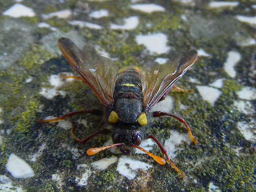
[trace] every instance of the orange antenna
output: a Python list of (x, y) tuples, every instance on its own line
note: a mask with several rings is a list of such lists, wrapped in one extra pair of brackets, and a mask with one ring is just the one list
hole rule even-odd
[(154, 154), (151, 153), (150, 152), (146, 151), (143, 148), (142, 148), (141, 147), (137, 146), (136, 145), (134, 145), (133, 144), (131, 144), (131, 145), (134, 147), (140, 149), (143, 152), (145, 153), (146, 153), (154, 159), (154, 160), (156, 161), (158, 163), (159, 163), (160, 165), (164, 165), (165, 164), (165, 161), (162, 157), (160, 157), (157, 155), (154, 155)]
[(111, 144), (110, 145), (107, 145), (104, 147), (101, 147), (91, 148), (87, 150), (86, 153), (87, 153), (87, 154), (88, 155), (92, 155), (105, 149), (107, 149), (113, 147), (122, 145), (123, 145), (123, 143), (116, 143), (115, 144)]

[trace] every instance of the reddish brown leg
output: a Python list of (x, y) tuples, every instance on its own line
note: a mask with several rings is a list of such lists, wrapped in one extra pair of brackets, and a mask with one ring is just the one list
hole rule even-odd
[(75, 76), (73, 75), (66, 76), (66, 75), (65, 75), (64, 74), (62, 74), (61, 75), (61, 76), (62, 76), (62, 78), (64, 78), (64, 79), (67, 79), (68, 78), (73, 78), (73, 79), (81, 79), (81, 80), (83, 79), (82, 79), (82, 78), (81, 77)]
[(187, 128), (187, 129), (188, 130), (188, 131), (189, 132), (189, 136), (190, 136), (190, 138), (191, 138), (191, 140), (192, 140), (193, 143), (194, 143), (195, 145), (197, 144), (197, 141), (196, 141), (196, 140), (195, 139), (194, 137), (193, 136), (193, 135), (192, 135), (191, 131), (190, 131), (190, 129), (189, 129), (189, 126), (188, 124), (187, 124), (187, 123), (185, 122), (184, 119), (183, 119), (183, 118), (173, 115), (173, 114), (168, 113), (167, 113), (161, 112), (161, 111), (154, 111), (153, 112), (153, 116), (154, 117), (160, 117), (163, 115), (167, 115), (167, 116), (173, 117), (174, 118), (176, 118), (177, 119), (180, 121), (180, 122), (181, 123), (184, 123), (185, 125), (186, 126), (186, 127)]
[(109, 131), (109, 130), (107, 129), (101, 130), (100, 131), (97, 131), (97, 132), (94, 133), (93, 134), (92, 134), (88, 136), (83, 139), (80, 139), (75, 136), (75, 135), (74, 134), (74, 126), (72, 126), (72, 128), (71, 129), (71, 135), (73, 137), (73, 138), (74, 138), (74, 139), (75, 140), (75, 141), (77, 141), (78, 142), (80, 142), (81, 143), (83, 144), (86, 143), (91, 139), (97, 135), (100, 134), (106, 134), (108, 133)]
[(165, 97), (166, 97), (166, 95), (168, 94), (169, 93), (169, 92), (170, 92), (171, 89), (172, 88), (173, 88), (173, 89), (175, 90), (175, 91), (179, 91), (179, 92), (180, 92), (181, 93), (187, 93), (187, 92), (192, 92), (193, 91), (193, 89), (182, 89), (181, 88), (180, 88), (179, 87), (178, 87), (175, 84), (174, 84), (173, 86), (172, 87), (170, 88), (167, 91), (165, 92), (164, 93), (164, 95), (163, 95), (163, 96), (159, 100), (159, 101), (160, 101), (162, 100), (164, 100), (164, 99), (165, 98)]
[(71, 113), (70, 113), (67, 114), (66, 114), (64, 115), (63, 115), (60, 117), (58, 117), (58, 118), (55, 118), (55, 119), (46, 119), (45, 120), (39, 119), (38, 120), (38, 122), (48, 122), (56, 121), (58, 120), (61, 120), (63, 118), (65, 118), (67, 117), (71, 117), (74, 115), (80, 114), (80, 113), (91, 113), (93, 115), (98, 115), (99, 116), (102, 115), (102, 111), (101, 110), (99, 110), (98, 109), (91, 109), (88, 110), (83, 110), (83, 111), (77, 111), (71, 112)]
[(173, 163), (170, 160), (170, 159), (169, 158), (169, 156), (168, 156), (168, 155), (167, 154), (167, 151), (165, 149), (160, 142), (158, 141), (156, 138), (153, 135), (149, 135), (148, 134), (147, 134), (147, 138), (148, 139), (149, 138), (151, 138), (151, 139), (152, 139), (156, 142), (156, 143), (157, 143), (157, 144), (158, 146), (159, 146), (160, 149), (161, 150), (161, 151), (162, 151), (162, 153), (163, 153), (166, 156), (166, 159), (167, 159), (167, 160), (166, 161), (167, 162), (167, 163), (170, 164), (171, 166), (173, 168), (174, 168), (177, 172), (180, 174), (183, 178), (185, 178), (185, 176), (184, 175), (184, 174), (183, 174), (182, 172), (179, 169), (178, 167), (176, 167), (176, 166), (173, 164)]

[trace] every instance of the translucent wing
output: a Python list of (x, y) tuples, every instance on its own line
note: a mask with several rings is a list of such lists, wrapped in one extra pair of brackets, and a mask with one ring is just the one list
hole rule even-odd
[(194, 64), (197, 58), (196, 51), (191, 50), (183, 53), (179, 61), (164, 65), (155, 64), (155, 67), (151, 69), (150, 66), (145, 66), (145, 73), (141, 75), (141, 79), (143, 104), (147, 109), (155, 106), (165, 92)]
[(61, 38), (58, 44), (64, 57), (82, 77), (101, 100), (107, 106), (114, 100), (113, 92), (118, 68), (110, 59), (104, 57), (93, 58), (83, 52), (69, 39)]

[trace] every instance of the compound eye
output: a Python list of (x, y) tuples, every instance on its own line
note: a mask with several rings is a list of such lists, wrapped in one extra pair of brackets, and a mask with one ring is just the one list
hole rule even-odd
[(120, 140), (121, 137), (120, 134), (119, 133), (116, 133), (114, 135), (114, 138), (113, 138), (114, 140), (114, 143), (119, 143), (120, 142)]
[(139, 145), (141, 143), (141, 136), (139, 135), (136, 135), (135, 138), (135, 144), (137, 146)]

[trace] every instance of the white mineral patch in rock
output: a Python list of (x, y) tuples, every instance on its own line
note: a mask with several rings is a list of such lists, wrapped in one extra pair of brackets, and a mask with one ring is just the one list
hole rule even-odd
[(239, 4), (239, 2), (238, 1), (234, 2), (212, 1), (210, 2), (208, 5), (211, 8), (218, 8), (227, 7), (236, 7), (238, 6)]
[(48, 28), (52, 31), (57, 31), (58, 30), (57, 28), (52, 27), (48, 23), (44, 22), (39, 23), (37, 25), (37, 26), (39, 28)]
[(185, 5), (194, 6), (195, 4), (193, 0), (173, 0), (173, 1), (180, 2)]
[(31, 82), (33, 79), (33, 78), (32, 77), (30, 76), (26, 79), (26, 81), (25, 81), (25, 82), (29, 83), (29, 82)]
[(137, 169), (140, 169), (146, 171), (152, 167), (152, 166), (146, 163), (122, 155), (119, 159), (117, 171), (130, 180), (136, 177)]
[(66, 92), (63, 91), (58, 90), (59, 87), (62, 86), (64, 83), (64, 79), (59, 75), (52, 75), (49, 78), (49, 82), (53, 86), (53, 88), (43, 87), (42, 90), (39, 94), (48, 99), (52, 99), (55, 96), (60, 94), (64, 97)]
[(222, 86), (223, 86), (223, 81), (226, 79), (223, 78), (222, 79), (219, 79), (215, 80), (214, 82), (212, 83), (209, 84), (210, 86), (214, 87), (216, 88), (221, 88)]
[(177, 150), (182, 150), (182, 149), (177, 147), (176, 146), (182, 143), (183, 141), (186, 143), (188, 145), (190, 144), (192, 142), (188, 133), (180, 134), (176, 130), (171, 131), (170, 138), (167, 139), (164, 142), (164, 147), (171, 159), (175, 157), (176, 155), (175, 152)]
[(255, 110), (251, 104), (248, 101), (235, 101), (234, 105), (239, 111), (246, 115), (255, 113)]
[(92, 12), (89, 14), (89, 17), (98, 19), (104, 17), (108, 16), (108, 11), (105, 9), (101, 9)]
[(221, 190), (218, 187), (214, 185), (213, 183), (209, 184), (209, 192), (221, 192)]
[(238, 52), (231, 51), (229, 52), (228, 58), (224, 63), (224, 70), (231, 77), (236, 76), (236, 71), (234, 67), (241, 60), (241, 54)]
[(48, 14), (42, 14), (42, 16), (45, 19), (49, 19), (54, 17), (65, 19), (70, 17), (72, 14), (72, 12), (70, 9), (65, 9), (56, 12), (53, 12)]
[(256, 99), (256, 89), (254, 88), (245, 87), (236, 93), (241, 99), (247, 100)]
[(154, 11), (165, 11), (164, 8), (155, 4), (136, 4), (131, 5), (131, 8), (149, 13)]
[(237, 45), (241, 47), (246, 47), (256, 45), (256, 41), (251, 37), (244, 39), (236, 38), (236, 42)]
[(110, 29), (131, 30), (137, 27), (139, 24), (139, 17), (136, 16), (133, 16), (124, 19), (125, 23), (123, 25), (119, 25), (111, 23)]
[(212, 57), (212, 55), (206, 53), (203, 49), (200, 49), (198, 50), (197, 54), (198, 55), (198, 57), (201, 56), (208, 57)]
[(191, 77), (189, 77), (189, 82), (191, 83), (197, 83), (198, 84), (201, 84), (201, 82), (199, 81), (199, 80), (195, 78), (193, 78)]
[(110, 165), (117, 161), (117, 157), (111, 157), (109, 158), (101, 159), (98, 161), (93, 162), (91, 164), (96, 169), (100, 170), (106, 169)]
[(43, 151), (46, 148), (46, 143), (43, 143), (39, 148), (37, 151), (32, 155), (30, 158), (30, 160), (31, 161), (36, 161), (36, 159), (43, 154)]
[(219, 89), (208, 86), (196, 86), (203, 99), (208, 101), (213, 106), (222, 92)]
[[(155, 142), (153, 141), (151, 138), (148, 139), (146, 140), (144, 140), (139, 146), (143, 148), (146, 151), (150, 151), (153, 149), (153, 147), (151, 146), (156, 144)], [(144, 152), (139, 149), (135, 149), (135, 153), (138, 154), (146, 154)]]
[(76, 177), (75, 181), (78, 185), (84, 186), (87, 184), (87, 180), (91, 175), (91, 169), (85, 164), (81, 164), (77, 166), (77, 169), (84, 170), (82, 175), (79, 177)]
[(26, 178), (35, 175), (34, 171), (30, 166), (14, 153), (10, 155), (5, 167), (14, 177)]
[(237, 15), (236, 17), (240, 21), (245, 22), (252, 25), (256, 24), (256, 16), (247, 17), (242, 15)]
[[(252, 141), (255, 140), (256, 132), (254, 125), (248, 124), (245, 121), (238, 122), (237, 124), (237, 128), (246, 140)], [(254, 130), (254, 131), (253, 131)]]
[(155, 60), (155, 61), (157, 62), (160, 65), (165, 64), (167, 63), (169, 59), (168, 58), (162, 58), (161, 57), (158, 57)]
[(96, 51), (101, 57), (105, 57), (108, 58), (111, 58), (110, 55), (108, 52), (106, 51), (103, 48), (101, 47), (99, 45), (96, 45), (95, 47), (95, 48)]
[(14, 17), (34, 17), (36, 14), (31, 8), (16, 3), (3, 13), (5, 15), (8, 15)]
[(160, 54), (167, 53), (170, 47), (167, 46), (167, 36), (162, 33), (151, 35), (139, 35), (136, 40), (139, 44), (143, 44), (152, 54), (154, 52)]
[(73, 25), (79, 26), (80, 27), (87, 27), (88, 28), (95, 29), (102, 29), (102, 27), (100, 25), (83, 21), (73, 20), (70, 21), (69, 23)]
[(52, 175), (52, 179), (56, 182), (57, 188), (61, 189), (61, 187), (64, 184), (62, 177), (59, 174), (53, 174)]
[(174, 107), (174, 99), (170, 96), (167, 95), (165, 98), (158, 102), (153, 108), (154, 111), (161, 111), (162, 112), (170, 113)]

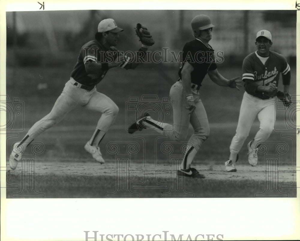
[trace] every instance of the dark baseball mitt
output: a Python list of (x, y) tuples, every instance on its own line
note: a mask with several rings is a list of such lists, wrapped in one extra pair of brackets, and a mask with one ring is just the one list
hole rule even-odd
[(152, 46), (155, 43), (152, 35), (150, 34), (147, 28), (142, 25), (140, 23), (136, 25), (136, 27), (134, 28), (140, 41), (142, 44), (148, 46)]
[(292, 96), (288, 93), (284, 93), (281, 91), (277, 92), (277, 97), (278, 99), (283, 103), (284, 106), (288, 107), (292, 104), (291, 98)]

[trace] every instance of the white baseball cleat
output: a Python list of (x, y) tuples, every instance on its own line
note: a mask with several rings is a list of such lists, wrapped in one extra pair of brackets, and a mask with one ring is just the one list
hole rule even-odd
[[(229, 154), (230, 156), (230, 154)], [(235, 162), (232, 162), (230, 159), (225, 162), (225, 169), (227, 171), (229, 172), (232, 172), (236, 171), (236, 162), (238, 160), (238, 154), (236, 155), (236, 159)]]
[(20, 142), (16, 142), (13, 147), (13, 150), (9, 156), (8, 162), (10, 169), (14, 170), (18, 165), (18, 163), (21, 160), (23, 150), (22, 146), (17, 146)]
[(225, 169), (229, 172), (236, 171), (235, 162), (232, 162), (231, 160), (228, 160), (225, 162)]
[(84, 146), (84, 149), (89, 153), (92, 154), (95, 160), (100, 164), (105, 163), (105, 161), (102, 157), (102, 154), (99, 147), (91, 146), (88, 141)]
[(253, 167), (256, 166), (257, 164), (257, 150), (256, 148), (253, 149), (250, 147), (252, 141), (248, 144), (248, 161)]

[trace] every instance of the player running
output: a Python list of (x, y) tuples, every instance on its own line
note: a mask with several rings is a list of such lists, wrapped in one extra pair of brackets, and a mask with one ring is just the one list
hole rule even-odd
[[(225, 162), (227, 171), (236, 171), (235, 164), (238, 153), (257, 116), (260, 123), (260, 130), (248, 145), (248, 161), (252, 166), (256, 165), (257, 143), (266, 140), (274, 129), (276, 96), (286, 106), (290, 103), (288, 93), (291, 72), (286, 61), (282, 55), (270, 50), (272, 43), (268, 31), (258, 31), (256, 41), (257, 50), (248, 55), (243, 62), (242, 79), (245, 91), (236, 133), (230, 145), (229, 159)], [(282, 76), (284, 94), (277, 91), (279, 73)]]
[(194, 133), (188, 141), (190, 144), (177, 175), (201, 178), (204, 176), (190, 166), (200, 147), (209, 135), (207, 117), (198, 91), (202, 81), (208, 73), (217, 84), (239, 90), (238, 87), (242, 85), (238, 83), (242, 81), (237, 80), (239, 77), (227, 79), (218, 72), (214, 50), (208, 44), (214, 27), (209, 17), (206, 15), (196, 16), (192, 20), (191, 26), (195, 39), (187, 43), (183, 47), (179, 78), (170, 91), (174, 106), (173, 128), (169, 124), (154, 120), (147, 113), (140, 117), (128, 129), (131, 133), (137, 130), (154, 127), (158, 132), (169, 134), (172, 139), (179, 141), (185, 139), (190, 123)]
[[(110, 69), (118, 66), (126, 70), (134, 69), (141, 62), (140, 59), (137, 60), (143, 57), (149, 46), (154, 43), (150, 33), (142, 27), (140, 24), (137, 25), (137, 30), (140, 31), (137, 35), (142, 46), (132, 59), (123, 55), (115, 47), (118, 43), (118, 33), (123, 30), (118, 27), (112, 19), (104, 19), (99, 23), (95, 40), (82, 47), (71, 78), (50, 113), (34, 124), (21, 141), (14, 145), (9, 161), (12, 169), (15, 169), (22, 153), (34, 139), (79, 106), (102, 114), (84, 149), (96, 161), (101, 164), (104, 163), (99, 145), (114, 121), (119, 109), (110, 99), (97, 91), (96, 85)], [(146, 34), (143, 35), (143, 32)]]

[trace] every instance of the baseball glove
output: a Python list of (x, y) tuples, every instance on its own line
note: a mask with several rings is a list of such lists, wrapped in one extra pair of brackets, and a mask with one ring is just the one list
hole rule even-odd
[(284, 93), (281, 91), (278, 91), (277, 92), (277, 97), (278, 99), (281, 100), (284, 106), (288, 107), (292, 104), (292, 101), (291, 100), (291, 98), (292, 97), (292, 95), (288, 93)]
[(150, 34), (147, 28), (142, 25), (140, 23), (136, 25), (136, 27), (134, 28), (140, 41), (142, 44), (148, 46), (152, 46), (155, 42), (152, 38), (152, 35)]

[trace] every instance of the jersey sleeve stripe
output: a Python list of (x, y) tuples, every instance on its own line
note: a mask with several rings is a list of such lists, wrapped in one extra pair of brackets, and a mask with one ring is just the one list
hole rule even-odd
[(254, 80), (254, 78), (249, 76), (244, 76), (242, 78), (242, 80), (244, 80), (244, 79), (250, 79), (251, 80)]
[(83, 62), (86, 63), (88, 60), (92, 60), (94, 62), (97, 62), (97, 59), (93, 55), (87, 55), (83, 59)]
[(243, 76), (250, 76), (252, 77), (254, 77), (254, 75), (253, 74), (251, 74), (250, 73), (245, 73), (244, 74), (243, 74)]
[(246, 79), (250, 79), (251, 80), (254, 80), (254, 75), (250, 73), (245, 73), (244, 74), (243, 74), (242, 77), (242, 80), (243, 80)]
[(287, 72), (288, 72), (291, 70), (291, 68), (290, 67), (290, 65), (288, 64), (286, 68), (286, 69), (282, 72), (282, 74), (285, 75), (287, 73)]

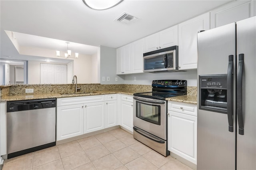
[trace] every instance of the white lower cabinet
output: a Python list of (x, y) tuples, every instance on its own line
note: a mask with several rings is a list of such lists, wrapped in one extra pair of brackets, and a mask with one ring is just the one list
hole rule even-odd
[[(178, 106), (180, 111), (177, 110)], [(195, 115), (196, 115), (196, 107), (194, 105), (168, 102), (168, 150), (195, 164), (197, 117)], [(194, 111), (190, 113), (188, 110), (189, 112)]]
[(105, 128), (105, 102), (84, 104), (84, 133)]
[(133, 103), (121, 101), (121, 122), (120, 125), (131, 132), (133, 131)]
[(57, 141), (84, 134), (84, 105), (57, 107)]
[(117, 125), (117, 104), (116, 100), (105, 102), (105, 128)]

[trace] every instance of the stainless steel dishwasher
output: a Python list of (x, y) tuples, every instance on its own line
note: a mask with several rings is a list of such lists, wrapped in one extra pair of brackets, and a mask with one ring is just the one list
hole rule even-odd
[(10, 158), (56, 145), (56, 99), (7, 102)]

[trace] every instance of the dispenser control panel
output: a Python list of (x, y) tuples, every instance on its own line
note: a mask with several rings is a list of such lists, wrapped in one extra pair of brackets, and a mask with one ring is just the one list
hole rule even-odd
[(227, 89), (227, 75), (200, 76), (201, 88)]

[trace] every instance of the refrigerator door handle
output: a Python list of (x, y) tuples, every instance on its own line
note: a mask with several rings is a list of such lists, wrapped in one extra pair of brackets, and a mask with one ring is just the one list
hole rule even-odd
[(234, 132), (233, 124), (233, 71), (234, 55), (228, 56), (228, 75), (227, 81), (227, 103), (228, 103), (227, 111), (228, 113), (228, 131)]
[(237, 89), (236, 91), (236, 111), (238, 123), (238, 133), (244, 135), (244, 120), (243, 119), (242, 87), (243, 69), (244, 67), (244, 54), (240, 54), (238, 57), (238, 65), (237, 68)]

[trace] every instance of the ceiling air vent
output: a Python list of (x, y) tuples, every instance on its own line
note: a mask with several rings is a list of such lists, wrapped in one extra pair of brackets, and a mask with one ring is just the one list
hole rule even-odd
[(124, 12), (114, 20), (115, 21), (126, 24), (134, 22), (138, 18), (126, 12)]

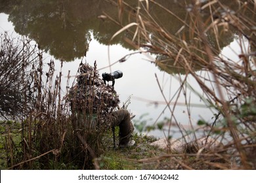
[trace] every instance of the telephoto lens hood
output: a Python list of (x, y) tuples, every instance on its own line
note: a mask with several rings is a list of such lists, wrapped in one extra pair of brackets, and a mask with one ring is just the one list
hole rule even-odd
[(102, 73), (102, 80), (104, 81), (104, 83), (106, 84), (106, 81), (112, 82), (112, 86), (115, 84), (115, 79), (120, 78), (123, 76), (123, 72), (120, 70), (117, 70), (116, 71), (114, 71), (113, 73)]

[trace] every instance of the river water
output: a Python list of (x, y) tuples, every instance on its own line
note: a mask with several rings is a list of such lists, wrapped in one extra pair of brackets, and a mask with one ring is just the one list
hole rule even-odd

★ ★ ★ ★ ★ ★ ★

*AIM*. Convert the portion of the material that opens with the line containing "[trace] every instance of the white mineral" and closes with the line containing "88), (221, 88)]" into a two-column CSV with the headers text and answer, giving one row for each text with its answer. Put each value in a single quoted field, and replace any line breaks with spaces.

*EXERCISE RESULT*.
text,answer
"[trace] every instance of the white mineral patch in rock output: a Python list of (x, y) tuples, every instance on its own line note: a mask with several rings is a list of such lists, wrapped in one extra pair of brackets, and a mask with one ring is just the one list hole rule even-odd","[(239, 4), (239, 2), (238, 1), (234, 2), (212, 1), (210, 2), (208, 5), (211, 8), (218, 8), (227, 7), (236, 7), (238, 6)] [(48, 28), (52, 31), (57, 31), (58, 30), (57, 28), (52, 27), (48, 23), (44, 22), (39, 23), (37, 25), (37, 26), (39, 28)] [(185, 5), (194, 6), (195, 4), (193, 0), (173, 0), (173, 1), (180, 2)] [(31, 82), (33, 79), (33, 78), (32, 77), (30, 76), (26, 79), (26, 81), (25, 81), (25, 82), (29, 83), (29, 82)] [(137, 169), (140, 169), (146, 171), (152, 167), (152, 166), (146, 163), (122, 155), (119, 159), (117, 171), (130, 180), (136, 177)] [(66, 92), (63, 91), (58, 90), (59, 87), (62, 86), (64, 83), (64, 79), (59, 75), (52, 75), (49, 78), (49, 82), (53, 86), (53, 88), (43, 87), (42, 90), (39, 94), (48, 99), (52, 99), (55, 96), (60, 94), (64, 97)] [(222, 86), (223, 86), (223, 81), (226, 79), (223, 78), (222, 79), (219, 79), (215, 80), (214, 82), (212, 83), (209, 84), (210, 86), (214, 87), (216, 88), (221, 88)]"